§ **Required action 1**
In the post on the upcoming book, in what month and year is the writer's next book due out?
§ **Required action 2**
Transcribe the post on the upcoming book, everything from "some words on" down to "as ever. . .".
§ **Required action 3**
Go on with the post on the upcoming book from the point where it stops.

§ **Source extract**

────────────────

Tehrangeles is coming . . .
some words on my next book that's coming out in June 2024 & some more words about the words
Yesterday one of my worst fears came true: I cc’ed a bunch of people instead of bcc! Why is this a huge fear of mine?! I have no idea. Perhaps because I used to have the kind of desk jobs where you’d be fired for something like this; I also have friends who have for years talked about how violating it is when this happens. I get it! Anyway, I am a very neurotic immigrant who dreads doing the wrong thing every single day and here I did it carelessly because I have been so exhausted working so many jobs trying to survive in this ever-decaying dystopia of ours. I am sorry if this was you and now here I am again! Still, thankfully no one was upset and I lived through it, but whew it sure did throw me off and reminded me that my fragility is as fragile as ever. . .
I realized the fear was made worse because it was a promotional email about my next book and I always feel like just maybe death is preferable to doing those EVEN while preaching we must do it!! Emailing people when every day you see posts about people hating email so much? Getting back in touch with people you haven’t been in touch with for ages to say hi-support-me-again? Putting editors on an email who you aren’t even sure have a job anymore? And if they do, did they ever even like you or did they just tolerate you? Begging people to preorder a hardcover when you yourself struggle to afford those? Convincing people the sinking ship that is many of our careers is worth supporting? This is how it sounds inside my head too often. Being alive, especially being alive as a writer—a middle-aged writer (I just turned 46!)—feels wildly embarrassing and somehow it gets worse as I get older.

────────────────

§ **Information**
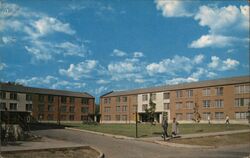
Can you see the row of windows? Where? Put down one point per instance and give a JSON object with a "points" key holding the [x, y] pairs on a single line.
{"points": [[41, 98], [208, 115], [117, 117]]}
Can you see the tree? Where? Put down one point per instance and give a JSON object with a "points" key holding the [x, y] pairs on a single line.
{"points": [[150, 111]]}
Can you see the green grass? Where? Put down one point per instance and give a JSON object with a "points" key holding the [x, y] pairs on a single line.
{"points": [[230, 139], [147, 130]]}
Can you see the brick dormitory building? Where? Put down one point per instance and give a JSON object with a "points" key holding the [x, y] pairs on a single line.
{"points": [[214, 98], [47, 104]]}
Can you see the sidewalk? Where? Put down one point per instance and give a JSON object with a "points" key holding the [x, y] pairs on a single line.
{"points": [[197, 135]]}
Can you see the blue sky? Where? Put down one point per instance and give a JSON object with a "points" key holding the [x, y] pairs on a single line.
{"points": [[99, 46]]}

────────────────

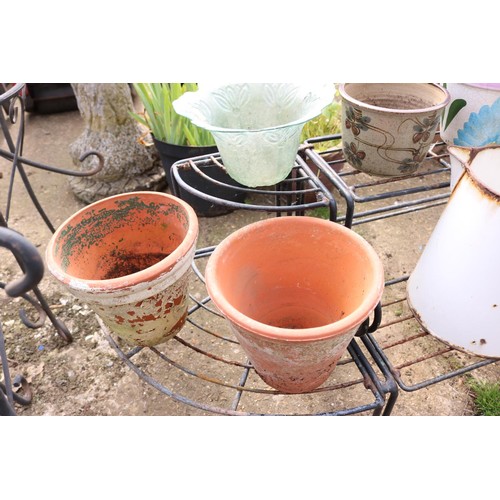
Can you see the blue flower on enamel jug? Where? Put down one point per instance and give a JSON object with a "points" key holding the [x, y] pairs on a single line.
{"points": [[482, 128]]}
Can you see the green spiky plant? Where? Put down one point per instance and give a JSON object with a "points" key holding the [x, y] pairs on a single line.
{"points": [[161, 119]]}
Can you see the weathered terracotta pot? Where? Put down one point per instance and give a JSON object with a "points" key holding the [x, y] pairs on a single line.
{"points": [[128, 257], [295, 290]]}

────────────────

§ **Task response 1**
June 2024.

§ **Task response 2**
some words on my next book that's coming out in June 2024 & some more words about the words
Yesterday one of my worst fears came true: I cc’ed a bunch of people instead of bcc! Why is this a huge fear of mine?! I have no idea. Perhaps because I used to have the kind of desk jobs where you’d be fired for something like this; I also have friends who have for years talked about how violating it is when this happens. I get it! Anyway, I am a very neurotic immigrant who dreads doing the wrong thing every single day and here I did it carelessly because I have been so exhausted working so many jobs trying to survive in this ever-decaying dystopia of ours. I am sorry if this was you and now here I am again! Still, thankfully no one was upset and I lived through it, but whew it sure did throw me off and reminded me that my fragility is as fragile as ever. . .

§ **Task response 3**
And yet I tell everyone—my clients, my students, old mentees and advisees, friends, etc.—you got to do these promotional emails! Put yourself out there, be proud of your work, connect with your communities! Not all the time, not constantly, but one or two before your book comes out is definitely a good idea. Four months before feels like crazy lead time but a third of a year is not unreasonable given that, for example, magazines plan that far ahead (most magazine editors I know right now in January are figuring out their late spring/early summer issues). I have had the great luck of magazine features in the past, and by even more bizarre luck have found myself on magazine covers a few times! Did it sell books? Who even knows but it made my parents who are rarely happy a bit happy!
I just finished teaching another installment of one of my favorite online classes—a newer class I designed last summer—called The Bad Parts and it got me back in touch with why we do all this anyway. And it goes beyond the usual feel-good platitudes. More and more, with students I go back to this: your success all depends on what your goals are. With each book I have different goals. My first book I badly wanted critical acclaim and awards lists and I got those—I was on lots of shortlists and longlists for awards and I even won the 2007 California Book Award in First Fiction which involved a very fancy award night experience I will never forget (somewhere on my social media you can find a photo of the fiction winner Khaled Hosseini and I smiling at each other at the book signing table in San Francisco, where the award was presented. He had a long line, I had pretty much no one, but with a debut you are simply amazed just to be there! I still I am amazed I was there, tbh! Michael Chabon was also awarded that night and I was like, Who am I that I get to be among these legends?!) For my second book, I wanted my dream cover and cool press that I never got for my first book thinking that might be the secret to success (I got lots of cool press, thanks). What I forgot to hope for both was book sales, which were not good as it turns out. As a truly terrible sales person (I have worked MANY retail and customer service jobs), I was not surprised that I was bad at selling. . . Anyway, by the time we got to my third book SICK, I had very little confidence in its craft, but I was more focused on getting its message out, as I wrote it to help sick people. I just wanted it to reach readers and it did—it was a hit, my only book that earned out its advance and sold pretty decent numbers (more than all my other books combined!) By the time my last book, an essay collection called BROWN ALBUM, came out I really did not know what to hope for. . .but it came out two months after the start of the pandemic (May 2020! eek!) and I felt just lucky to be alive in the heart of it all in Queens, New York. We had an amazing book tour planned with conversation partners and it became a bunch of Zoom events. Which was fine for me as a chronically ill person, but, at the same time, I felt very alone. The best part was getting all stars from major pre-pub review sites—which really felt like landing a triple axel in 1991 or something. I was grateful. Bad sales came again however!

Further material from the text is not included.